*** Given information ***
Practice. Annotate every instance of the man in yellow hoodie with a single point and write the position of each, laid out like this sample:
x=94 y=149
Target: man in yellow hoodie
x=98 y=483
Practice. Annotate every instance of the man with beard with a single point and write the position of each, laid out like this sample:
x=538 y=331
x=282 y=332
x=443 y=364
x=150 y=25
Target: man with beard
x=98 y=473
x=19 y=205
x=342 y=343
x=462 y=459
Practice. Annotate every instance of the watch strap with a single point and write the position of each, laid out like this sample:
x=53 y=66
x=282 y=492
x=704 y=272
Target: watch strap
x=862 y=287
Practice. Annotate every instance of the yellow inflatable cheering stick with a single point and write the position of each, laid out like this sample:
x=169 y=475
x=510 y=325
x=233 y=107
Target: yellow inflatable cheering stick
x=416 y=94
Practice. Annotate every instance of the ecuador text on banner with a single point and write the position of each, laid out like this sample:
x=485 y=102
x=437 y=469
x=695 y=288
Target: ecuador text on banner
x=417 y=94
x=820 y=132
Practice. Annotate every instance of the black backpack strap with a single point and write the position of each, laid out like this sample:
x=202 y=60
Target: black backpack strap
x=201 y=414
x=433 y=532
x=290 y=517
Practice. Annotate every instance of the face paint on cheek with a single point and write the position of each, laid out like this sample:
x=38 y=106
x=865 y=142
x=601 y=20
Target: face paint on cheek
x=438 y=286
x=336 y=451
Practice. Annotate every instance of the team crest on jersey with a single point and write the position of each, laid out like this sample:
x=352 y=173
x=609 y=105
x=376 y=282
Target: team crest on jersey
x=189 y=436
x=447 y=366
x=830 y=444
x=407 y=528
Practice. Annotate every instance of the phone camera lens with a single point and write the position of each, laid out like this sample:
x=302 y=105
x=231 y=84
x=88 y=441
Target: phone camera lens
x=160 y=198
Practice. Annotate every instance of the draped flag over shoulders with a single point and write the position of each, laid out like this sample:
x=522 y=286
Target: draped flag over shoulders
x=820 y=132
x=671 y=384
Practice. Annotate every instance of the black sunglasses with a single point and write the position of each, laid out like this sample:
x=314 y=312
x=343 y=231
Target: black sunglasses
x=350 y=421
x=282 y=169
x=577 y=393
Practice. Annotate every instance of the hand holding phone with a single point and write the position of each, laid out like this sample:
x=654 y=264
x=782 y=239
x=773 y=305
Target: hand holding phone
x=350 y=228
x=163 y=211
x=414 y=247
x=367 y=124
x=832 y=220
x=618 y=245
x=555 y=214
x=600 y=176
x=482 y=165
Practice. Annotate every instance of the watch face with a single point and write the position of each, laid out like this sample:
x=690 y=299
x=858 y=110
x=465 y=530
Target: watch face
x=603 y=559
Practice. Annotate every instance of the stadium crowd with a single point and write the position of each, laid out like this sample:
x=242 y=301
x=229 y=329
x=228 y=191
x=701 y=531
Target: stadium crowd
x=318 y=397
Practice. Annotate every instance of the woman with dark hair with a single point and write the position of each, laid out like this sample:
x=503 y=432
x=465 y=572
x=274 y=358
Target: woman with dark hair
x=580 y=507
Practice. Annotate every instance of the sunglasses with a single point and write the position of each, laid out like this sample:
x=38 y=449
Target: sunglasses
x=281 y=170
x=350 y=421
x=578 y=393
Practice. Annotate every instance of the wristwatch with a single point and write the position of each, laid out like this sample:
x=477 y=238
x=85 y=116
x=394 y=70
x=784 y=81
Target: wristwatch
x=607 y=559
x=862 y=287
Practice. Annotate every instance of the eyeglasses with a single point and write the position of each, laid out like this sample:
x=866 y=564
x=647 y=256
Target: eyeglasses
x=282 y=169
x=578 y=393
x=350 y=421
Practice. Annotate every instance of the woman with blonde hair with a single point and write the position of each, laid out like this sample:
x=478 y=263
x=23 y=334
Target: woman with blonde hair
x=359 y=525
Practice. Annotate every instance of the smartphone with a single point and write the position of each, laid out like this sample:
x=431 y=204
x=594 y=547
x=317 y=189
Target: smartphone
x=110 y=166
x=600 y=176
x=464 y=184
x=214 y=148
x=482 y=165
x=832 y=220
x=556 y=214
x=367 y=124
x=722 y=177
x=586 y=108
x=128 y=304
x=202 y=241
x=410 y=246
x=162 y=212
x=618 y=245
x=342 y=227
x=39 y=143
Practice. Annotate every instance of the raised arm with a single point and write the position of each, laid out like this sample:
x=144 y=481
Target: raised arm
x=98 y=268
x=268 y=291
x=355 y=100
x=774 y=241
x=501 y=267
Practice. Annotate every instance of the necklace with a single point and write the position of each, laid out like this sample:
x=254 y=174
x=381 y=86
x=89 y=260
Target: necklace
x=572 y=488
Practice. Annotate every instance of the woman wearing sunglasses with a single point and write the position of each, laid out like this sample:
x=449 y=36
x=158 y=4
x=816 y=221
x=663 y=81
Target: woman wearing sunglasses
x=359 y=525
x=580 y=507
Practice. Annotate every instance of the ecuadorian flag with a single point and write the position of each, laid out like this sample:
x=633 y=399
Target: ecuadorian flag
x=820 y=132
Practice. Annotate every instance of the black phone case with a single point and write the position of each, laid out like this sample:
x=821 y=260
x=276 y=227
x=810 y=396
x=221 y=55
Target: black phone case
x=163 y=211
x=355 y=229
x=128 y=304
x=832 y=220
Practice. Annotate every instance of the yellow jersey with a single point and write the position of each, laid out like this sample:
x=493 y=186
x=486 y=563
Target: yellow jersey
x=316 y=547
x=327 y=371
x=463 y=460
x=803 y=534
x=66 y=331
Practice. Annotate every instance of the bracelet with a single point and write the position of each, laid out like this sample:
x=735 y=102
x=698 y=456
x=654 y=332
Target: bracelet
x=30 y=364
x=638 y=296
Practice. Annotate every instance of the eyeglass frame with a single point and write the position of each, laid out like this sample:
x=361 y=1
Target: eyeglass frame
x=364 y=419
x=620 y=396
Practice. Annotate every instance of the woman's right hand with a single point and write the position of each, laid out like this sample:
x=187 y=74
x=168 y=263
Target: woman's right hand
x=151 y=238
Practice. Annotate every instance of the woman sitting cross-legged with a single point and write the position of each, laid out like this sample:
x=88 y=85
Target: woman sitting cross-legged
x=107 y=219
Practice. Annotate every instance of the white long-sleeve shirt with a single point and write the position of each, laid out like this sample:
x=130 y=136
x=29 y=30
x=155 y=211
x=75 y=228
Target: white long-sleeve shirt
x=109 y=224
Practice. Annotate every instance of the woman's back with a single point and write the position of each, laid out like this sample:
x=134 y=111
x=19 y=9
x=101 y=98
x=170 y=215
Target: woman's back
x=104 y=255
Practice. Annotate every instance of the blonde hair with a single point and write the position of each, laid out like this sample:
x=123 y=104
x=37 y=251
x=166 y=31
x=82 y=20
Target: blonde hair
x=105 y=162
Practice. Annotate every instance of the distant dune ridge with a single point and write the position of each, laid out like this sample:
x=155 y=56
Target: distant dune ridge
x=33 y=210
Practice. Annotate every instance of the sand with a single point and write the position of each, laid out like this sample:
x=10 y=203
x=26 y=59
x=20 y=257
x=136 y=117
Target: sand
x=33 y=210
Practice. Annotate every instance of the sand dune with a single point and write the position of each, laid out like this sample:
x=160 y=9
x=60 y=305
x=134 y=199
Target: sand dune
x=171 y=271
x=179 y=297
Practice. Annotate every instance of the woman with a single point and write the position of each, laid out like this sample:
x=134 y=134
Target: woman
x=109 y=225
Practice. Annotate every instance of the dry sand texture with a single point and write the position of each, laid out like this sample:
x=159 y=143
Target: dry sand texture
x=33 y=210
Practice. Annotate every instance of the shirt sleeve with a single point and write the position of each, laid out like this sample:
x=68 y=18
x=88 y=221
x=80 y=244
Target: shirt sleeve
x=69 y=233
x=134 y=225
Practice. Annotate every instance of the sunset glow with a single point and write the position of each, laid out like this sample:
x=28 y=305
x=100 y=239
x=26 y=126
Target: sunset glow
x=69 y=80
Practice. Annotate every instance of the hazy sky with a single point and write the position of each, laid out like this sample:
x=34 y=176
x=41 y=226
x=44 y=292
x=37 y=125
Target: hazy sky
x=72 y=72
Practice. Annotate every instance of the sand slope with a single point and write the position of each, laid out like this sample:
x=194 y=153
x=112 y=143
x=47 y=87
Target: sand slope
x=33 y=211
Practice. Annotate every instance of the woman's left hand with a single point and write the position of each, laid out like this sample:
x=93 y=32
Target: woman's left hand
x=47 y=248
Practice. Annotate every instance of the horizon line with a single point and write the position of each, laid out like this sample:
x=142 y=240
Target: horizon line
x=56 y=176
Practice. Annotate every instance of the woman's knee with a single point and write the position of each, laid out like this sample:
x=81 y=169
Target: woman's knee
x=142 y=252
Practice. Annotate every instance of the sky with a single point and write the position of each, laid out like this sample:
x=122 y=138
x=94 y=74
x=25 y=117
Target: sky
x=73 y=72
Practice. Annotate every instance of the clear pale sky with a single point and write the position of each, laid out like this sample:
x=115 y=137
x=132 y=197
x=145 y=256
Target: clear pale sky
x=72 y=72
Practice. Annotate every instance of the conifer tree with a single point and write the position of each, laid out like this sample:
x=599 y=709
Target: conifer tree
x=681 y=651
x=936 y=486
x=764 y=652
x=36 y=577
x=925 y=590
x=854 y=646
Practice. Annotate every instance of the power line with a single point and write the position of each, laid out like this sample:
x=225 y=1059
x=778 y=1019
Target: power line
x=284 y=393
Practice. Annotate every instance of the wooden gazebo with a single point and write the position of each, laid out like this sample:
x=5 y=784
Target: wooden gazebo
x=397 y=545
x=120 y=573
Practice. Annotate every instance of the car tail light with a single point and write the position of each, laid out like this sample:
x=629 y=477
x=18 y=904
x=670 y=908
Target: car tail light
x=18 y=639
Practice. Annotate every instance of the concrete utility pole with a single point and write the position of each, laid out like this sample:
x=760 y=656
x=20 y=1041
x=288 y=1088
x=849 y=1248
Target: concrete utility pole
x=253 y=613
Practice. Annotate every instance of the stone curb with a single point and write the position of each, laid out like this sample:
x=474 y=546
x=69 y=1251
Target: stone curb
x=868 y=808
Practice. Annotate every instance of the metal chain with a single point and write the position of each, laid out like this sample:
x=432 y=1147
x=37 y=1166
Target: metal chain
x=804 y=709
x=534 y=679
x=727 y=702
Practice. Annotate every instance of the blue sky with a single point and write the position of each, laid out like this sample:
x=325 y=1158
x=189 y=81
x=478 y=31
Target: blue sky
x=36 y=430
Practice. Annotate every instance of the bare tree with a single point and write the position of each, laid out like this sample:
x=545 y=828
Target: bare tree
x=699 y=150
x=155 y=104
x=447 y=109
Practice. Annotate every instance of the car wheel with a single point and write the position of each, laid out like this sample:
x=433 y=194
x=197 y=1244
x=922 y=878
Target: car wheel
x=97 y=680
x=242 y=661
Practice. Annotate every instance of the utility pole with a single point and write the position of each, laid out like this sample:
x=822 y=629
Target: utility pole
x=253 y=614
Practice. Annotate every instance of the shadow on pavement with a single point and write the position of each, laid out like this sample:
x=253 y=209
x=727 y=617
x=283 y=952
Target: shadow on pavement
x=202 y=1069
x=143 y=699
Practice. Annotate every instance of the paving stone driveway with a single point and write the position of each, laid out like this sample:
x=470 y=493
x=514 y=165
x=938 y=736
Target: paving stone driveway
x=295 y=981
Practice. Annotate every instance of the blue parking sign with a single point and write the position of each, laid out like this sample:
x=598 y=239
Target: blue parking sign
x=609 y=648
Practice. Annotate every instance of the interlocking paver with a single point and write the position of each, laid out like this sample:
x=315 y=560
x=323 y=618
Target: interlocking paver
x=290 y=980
*** End of Given information ***
§ Task
The range runs from the line above containing "x=282 y=332" to the line containing "Practice. Annotate every instance of the black backpack", inclusive. Restate those lines word for word and no others.

§ Reply to the exercise
x=282 y=332
x=443 y=364
x=150 y=25
Target: man with beard
x=98 y=473
x=19 y=205
x=342 y=343
x=462 y=459
Practice. Annotate every instance of the watch strap with a single point and write the position of each, laid out like this sample:
x=53 y=66
x=282 y=492
x=704 y=272
Target: watch strap
x=862 y=287
Practice. Annotate every instance of the yellow inflatable cheering stick with a single point and write the position of each, laid out like this sample:
x=169 y=475
x=510 y=325
x=233 y=107
Target: yellow inflatable cheering stick
x=416 y=94
Practice. Annotate every instance of the ecuador text on banner with a single point and write the position of each, laid out like this sample:
x=485 y=102
x=437 y=469
x=695 y=288
Target: ecuador text on banner
x=417 y=94
x=820 y=132
Practice. Annotate every instance of the black backpack strap with a single point and write the position of each, laid out like this sample:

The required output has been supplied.